* _EXERCISE GOAL_
Update every one of the records below, replacing each "marker" with "pin" and leaving everything else unchanged.

* _SUPPLIED DATA_
■ ■ ■ ■
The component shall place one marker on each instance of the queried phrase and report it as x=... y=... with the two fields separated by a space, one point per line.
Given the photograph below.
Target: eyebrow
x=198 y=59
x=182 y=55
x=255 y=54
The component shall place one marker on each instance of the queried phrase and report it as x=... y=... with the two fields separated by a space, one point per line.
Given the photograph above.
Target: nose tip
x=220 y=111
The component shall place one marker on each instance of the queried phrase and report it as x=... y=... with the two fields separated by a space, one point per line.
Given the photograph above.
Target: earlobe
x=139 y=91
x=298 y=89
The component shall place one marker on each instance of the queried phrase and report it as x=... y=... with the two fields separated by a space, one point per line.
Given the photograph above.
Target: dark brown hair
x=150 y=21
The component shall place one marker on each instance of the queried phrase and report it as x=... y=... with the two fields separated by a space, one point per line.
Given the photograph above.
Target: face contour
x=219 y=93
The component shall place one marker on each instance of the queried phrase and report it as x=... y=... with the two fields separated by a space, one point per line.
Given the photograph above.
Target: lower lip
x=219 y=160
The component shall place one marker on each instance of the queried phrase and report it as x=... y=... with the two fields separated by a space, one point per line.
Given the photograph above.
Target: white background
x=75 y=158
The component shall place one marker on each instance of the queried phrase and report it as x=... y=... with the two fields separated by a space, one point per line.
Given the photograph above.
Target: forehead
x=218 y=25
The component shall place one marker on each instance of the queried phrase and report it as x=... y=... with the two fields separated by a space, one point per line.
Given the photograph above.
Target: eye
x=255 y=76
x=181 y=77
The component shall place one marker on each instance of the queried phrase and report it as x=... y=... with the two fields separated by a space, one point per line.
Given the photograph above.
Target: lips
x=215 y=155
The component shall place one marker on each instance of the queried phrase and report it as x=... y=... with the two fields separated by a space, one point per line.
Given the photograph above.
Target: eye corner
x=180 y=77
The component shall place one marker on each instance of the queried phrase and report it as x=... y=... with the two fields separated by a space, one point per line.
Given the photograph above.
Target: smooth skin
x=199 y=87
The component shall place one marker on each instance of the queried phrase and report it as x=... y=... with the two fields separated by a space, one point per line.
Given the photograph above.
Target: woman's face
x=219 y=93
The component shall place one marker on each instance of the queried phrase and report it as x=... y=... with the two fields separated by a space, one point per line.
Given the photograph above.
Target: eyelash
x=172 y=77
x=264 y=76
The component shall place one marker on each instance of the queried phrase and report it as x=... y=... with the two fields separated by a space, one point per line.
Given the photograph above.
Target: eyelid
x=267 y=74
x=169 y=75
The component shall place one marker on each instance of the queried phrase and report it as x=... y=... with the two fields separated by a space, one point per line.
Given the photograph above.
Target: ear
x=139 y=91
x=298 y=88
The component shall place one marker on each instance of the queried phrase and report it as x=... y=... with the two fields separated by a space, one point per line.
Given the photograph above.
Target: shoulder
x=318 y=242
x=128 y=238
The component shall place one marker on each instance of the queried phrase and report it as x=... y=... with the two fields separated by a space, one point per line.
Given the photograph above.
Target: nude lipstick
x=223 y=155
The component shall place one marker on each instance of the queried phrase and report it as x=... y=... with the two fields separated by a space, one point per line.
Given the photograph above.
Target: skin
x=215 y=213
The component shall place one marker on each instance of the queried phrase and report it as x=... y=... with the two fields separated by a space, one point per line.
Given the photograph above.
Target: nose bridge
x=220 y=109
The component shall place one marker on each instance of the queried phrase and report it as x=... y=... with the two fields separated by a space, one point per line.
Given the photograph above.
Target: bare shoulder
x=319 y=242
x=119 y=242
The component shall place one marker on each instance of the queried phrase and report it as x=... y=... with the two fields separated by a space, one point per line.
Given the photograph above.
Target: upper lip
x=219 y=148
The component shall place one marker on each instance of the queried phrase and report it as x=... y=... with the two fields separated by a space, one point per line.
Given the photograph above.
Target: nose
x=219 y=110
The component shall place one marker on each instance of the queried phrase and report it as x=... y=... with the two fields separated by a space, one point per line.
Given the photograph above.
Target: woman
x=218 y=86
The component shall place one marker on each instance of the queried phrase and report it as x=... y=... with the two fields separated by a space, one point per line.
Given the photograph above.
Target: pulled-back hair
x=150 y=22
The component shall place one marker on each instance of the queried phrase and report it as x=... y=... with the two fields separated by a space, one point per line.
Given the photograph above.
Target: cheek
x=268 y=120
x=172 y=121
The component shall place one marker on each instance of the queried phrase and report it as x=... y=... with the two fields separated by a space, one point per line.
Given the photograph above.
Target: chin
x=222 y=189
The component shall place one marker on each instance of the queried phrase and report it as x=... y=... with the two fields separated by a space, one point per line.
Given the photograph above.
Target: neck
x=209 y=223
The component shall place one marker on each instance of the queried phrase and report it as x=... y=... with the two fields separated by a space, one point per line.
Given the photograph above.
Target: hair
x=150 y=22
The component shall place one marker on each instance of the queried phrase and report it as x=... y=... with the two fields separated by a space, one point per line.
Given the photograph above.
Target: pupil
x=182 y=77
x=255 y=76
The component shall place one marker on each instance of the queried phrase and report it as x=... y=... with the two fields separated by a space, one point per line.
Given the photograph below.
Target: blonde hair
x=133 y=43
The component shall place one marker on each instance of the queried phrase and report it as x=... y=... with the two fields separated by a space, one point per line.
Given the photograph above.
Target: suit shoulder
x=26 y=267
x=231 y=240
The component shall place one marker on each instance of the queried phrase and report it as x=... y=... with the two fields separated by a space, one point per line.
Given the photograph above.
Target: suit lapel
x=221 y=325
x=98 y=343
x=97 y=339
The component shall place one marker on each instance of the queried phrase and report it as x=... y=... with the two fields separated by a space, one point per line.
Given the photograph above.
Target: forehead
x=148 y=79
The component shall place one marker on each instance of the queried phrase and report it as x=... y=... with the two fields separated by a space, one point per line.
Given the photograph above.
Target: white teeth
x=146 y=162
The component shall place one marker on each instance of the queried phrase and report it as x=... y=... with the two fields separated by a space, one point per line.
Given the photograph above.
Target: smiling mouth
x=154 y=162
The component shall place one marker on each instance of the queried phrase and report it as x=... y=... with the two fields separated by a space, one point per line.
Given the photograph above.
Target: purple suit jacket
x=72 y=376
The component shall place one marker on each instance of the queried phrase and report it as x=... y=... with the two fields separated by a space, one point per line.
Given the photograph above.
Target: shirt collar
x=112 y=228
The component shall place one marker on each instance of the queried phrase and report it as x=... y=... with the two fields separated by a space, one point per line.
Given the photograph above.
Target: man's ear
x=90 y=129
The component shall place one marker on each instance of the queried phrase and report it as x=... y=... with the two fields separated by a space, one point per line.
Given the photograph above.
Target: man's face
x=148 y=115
■ ■ ■ ■
* _SOLUTION FOR THIS TASK_
The component shall place one pin on each instance of the queried phrase and report it as x=... y=... with the two fields separated by a space, one point per line.
Given the photograph below.
Target: eyebrow
x=198 y=59
x=182 y=55
x=255 y=54
The component shall place one pin on each instance of the queried phrase and report it as x=... y=... with the two fields separated by a space, one point per line.
Given the photograph above.
Target: nose tip
x=220 y=111
The component shall place one pin on each instance of the queried phrase and report it as x=... y=... with the two fields separated by a space, one point per line.
Given the photograph above.
Target: earlobe
x=139 y=91
x=298 y=89
The component shall place one pin on each instance of the queried phrase and report it as x=... y=... with the two fields separated by a space, one point per line.
Given the photograph above.
Target: dark brown hair
x=150 y=21
The component shall place one pin on each instance of the queried phrase and report it as x=... y=... with the two fields separated by a space, one point per line.
Given the photograph above.
Target: face contour
x=219 y=93
The component shall place one pin on each instance of the queried phrase and report it as x=... y=... with the two fields separated by a space, one point per line.
Given the photograph above.
Target: lower lip
x=219 y=160
The component shall place one pin on each instance of the queried phrase and report it as x=... y=... with the two fields separated by a space, one point per line.
Given the photograph above.
Target: white background
x=75 y=158
The component shall place one pin on each instance of the queried phrase and report it as x=... y=... with the two fields separated by a space, one point per line.
Given the photograph above.
Target: forehead
x=218 y=25
The component shall place one pin on each instance of the queried phrase and report it as x=... y=... with the two fields separated by a space, one point per line.
Given the photograph above.
Target: eye
x=255 y=76
x=181 y=77
The component shall place one pin on each instance of the queried phrase and report it as x=... y=... with the two fields separated by a space, one point per line.
Given the photograph above.
Target: lips
x=215 y=155
The component shall place one pin on each instance of the queried phrase and report it as x=... y=... with the two fields separated by a space, one point per line.
Given the photograph above.
Target: eye corner
x=180 y=77
The component shall place one pin on each instance of the queried phrase and report it as x=... y=... with the two fields separated by a space, one point per line.
Given the photograph above.
Target: smooth skin
x=199 y=87
The component shall place one pin on each instance of the queried phrase and report it as x=... y=... with the two fields separated by a space, one point per line.
Given the photograph above.
Target: woman's face
x=219 y=93
The component shall place one pin on each instance of the queried phrase and report it as x=... y=... with the two fields separated by a space, one point per line.
Given the photograph above.
Target: eyelash
x=172 y=77
x=264 y=76
The component shall place one pin on each instance of the queried phrase and report it as x=... y=... with the two fields separated by a space, one point per line.
Given the photograph above.
Target: eyelid
x=267 y=74
x=169 y=75
The component shall place one pin on each instance of the queried phrase and report it as x=... y=... with the two fields separated by a space, one point per line.
Given the photograph above.
Target: ear
x=139 y=91
x=298 y=88
The component shall place one pin on each instance of the queried phrase and report it as x=... y=... with the two fields separated by a space, one point per line.
Given the photograph above.
Target: shoulder
x=318 y=242
x=128 y=238
The component shall place one pin on each instance of the queried phrase and report it as x=... y=... with the two fields separated by a space, one point per line.
Given the photograph above.
Target: nude lipstick
x=223 y=155
The component shall place one pin on each instance of the queried phrase and report it as x=... y=... with the two fields separated by a space, one point per line.
Given the photograph above.
Target: skin
x=215 y=213
The component shall place one pin on each instance of the queried phrase and report it as x=... y=... with the two fields separated by a space, one point per line.
Given the photograph above.
Target: nose bridge
x=220 y=109
The component shall place one pin on each instance of the queried phrase and report it as x=... y=... with the two fields separated by a space, one point per line.
Given the photograph above.
Target: bare shoulder
x=319 y=242
x=119 y=242
The component shall place one pin on each instance of the queried phrase and report it as x=... y=... with the two fields separated by a space, one point per line.
Given the photograph above.
Target: upper lip
x=219 y=148
The component shall place one pin on each instance of the queried phrase and report it as x=... y=... with the two fields separated by a space, one point per line.
Given the photograph above.
Target: nose
x=219 y=110
The component shall place one pin on each instance of the queried phrase and report it as x=... y=... with the two fields separated by a space, one point per line.
Given the photograph above.
Target: woman
x=218 y=86
The component shall place one pin on each instance of the queried phrase and report it as x=... y=... with the two fields separated by a space, one point per line.
Given the photograph above.
Target: pulled-back hair
x=150 y=22
The component shall place one pin on each instance of the queried phrase and report it as x=... y=... with the two fields separated by a space, one point per line.
Given the photograph above.
Target: cheek
x=268 y=120
x=172 y=121
The component shall place one pin on each instance of the queried phrase and report it as x=... y=... with the two fields separated by a space, one point per line.
Given the photograph above.
Target: chin
x=222 y=189
The component shall place one pin on each instance of the queried phrase and report it as x=... y=... with the two fields separated by a space, one point per line.
Given the photograph above.
Target: neck
x=209 y=223
The component shall place one pin on each instance of the queried phrase and report it as x=... y=... with the two fields separated by a space, one point per line.
Given the photograph above.
Target: hair
x=150 y=22
The component shall place one pin on each instance of the queried phrase and report it as x=... y=... with the two fields separated by a space, one point per line.
Given the photograph above.
Target: pupil
x=182 y=77
x=255 y=76
The component shall place one pin on each instance of the queried phrase and report it as x=... y=... with the two fields separated by a space, one point per line.
Given the photograph below.
Target: blonde hair
x=133 y=43
The component shall place one pin on each instance of the queried phrase and report it as x=... y=... with the two fields separated by a space, one point per line.
Given the photograph above.
Target: suit shoulder
x=26 y=267
x=231 y=240
The component shall place one pin on each instance of the queried phrase and report it as x=... y=... with the two fields separated by a space, one point per line.
Given the photograph above.
Target: suit lapel
x=221 y=325
x=98 y=343
x=97 y=339
The component shall place one pin on each instance of the queried phrase and report it as x=... y=... with the two fields separated by a space, one point per line.
Given the photograph above.
Target: forehead
x=148 y=79
The component shall place one pin on each instance of the queried phrase and report it as x=... y=... with the two fields separated by a space, one point per line.
Given the photograph above.
Target: white teeth
x=146 y=162
The component shall place one pin on each instance of the queried phrase and report it as x=... y=... with the two fields separated by a space, one point per line.
Given the photograph above.
Target: smiling mouth
x=154 y=162
The component shall place one pin on each instance of the queried phrase and report it as x=... y=... with the two fields separated by a space, one point per line.
Given the photograph above.
Target: purple suit jacket
x=72 y=376
The component shall place one pin on each instance of the queried phrase and report it as x=... y=... with the two fields separated by a space, one point per line.
Given the photograph above.
Target: shirt collar
x=112 y=228
The component shall place one pin on each instance of the queried phrase and report it as x=... y=... with the two fields separated by a space, one point per line.
Given the photograph above.
Target: man's ear
x=90 y=129
The component shall place one pin on each instance of the queried phrase and report it as x=... y=... with the two fields separated by a space, one point per line.
Given the photograph above.
Target: man's face
x=148 y=115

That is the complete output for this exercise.